_Given text_.
.....

L. C. Strong. Ann. N. Y. Acad. Sci., 57, 451-614 (1954).

Both the complexity of the problem and the many types of approach which can be made to it are brought out by a recent symposium on "Parental Age and Characteristics of the Offspring" held by the New York Academy of Sciences*. Although in his introduction E. V. Cowdry chiefly emphasizes the effects of age of mother and father on longevity in the offspring, he recognizes in his summary that this provides only a superficial common denominator for the many phenomena described in the nineteen contributions to the symposium, and he stresses the need for a better understanding of the mechanisms which underlie the effects we observe. The observations reported cover a very wide field. Asexually produced progeny in plants are discussed alongside parthenogenetic rotifers and the sexual offspring of mammals. Longevity, germination characters of seeds, mutation-rates, the expression of congenital malformation in men and mice, mongolism and the sex ratio in man, fibrocarcinoma and leukaemia in mice, the consequences of ageing gametes before fertilization, skeletal characters, spotting, the results of altering a mother's physiology during pregnancy, and seasonal influences, are all to be found among the subjects considered. As might be expected, the importance of the mother's age emerges clearly as opposed to that of the father; but there is, again not surprisingly, little pattern to be discerned as yet even at the level of description of the phenomena. Suggestions can be, and are freely, made as to the underlying causation. Hormonal changes, cytoplasmic entities, antibody levels, viral effects, biochemical adjustments, and alterations in crossing-over with age, are all brought in, and the susceptibility of polygenically determined variants to non-nuclear effects is emphasized. But the value of this symposium lies in the problems it poses and the clues it offers rather than in the explanations it achieves or the mechanisms it exposes.

.....

_Available data_.
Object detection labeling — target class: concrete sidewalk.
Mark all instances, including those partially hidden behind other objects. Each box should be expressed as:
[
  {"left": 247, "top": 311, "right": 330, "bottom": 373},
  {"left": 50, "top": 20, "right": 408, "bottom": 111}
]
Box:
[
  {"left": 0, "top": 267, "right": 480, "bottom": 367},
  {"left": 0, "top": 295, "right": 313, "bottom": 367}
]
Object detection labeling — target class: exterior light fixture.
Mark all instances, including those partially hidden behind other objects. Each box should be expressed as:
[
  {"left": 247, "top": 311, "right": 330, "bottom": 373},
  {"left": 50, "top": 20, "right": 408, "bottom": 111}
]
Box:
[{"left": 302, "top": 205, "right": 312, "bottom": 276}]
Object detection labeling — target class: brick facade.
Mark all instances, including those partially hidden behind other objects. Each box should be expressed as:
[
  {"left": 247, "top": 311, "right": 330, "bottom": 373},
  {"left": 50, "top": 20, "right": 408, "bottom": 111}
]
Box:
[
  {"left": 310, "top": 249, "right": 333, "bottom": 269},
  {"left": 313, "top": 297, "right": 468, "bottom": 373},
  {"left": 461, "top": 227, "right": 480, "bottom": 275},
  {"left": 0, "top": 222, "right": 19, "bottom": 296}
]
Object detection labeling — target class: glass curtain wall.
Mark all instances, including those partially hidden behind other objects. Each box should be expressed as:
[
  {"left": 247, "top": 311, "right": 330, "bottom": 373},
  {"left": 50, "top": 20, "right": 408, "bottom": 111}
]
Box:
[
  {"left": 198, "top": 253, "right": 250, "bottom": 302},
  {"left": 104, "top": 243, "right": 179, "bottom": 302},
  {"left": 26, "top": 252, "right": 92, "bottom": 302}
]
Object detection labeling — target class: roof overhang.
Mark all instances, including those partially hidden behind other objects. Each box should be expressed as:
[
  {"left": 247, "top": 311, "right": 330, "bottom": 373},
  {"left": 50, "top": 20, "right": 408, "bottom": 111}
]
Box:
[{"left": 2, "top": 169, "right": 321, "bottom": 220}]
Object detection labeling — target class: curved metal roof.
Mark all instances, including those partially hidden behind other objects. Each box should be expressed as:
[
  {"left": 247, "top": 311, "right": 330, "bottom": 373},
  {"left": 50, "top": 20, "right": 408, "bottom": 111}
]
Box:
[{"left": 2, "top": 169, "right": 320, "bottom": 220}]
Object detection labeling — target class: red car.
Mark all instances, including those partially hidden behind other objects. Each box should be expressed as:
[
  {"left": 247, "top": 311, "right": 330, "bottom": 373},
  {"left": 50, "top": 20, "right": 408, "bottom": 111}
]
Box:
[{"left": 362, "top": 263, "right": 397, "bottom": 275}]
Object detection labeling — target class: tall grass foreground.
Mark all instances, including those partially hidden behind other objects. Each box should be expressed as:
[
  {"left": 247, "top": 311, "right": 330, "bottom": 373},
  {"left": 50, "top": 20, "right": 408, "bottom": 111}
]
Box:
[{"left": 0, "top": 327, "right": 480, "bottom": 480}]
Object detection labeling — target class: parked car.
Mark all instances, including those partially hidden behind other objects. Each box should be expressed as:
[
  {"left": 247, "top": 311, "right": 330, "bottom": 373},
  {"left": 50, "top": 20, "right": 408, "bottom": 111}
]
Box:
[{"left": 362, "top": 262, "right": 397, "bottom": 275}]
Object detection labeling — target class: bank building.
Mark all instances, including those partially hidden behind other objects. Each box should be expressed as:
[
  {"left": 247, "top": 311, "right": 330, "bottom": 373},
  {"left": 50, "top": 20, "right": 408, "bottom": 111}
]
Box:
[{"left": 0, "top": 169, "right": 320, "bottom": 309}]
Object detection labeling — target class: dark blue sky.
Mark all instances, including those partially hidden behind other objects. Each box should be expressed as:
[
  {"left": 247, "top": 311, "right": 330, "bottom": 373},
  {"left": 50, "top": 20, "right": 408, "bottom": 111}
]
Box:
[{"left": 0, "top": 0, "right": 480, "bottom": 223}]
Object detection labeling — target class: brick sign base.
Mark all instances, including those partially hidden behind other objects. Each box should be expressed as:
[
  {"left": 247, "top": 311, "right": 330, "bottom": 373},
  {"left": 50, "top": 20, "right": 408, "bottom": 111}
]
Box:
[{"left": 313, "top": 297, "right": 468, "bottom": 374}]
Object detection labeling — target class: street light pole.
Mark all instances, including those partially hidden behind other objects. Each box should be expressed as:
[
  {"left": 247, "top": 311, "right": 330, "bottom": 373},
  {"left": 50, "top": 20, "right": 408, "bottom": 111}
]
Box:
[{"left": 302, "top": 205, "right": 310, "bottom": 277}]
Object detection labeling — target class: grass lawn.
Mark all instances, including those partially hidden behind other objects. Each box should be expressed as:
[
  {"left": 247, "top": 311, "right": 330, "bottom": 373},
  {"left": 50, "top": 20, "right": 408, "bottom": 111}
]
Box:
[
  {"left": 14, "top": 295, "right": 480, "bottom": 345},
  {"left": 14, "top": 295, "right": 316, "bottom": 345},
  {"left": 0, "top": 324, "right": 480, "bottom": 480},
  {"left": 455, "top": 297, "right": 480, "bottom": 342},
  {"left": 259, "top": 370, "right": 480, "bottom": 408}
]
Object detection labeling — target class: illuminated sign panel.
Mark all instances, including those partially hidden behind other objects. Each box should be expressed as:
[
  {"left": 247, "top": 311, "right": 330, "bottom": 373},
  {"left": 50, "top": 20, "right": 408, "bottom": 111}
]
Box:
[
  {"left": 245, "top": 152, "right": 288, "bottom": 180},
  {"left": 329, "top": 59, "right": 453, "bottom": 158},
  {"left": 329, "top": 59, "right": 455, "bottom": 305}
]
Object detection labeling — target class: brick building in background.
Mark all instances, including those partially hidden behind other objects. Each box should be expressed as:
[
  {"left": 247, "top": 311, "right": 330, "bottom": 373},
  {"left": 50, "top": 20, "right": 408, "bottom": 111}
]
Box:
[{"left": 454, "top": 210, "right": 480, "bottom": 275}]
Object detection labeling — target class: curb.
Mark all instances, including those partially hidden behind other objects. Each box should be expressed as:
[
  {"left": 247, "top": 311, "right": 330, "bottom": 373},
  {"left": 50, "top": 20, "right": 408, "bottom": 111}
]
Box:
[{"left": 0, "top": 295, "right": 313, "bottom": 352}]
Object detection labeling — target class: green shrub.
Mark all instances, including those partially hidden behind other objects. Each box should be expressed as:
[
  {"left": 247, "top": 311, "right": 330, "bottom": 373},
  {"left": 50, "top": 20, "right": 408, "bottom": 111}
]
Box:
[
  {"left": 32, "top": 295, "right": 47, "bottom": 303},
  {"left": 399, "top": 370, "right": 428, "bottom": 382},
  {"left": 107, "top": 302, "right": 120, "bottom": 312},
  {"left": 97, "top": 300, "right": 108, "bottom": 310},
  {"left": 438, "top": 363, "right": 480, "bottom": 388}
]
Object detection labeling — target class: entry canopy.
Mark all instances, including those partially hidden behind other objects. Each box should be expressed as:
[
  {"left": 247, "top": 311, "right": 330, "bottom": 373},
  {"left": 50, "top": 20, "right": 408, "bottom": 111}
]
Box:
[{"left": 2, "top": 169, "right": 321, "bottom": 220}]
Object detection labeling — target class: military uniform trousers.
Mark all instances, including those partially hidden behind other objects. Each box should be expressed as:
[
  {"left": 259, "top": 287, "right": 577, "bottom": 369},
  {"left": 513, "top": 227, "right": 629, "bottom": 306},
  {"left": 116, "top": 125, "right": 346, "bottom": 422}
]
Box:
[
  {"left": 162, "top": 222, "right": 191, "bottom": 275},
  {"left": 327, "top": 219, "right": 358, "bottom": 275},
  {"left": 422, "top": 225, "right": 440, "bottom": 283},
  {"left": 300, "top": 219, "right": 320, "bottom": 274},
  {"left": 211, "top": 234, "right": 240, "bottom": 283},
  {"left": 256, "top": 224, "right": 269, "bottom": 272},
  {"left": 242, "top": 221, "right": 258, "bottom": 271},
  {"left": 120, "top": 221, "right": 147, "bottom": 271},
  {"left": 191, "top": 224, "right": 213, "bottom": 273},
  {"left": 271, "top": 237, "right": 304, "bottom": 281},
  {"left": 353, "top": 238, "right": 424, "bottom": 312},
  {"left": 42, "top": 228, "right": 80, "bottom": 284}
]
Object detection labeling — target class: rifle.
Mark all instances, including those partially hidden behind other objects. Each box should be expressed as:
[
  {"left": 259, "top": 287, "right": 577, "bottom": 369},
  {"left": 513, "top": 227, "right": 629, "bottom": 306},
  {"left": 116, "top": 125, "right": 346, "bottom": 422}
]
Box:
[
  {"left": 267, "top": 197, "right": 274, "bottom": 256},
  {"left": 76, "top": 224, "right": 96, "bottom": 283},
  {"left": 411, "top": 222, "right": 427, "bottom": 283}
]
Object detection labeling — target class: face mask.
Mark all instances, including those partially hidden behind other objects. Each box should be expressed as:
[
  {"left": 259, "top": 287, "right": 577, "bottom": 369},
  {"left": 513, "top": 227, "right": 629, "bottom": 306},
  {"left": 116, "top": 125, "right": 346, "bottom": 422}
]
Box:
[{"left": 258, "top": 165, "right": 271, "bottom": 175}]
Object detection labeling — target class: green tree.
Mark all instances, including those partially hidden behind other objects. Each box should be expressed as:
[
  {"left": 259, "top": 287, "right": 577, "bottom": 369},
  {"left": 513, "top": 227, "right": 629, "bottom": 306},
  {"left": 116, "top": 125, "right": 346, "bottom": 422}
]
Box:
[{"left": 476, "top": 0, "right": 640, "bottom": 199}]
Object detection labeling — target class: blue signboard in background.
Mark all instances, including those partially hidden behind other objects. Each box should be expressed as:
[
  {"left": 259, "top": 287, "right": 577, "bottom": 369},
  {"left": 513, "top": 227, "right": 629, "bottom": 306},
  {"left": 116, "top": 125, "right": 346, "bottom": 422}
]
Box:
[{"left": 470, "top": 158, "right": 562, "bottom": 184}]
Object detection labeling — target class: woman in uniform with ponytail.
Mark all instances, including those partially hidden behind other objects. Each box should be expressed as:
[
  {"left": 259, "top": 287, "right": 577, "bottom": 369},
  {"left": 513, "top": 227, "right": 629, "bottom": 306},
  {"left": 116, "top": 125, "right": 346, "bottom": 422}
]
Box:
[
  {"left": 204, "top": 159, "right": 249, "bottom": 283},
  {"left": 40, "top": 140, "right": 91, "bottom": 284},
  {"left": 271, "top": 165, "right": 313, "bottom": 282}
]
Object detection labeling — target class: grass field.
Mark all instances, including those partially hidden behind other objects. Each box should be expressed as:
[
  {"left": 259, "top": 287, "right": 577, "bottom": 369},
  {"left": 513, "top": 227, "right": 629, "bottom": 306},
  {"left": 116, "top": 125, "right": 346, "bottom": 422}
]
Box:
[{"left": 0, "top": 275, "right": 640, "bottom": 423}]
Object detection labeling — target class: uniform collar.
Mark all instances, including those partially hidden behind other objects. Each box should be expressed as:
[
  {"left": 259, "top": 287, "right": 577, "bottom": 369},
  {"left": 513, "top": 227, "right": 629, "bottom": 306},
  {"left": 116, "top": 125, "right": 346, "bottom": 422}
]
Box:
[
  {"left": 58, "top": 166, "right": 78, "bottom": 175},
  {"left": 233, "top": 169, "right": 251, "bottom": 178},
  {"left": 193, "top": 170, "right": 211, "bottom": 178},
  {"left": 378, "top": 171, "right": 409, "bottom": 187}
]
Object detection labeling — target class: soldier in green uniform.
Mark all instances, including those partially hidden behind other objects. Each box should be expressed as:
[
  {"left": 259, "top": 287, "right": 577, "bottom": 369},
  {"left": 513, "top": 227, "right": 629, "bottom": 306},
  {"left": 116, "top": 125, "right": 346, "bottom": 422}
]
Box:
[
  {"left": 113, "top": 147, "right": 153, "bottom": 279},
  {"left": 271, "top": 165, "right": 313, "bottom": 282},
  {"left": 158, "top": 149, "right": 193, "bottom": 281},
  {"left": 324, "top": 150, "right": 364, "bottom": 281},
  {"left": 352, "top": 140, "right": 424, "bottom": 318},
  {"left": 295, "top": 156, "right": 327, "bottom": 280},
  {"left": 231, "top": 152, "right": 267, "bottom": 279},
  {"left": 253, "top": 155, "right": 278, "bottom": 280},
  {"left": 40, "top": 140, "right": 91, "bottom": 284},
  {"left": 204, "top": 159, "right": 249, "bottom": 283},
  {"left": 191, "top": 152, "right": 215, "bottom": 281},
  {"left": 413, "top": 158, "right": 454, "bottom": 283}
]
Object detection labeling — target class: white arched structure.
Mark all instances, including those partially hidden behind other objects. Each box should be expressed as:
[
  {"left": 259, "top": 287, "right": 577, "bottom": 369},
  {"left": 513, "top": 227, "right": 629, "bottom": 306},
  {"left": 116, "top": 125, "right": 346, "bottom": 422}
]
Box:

.....

_What is needed_. According to the text about the parental-age symposium, who wrote the introduction? The rows have no connection to the text about the parental-age symposium.

_Expected answer_. E. V. Cowdry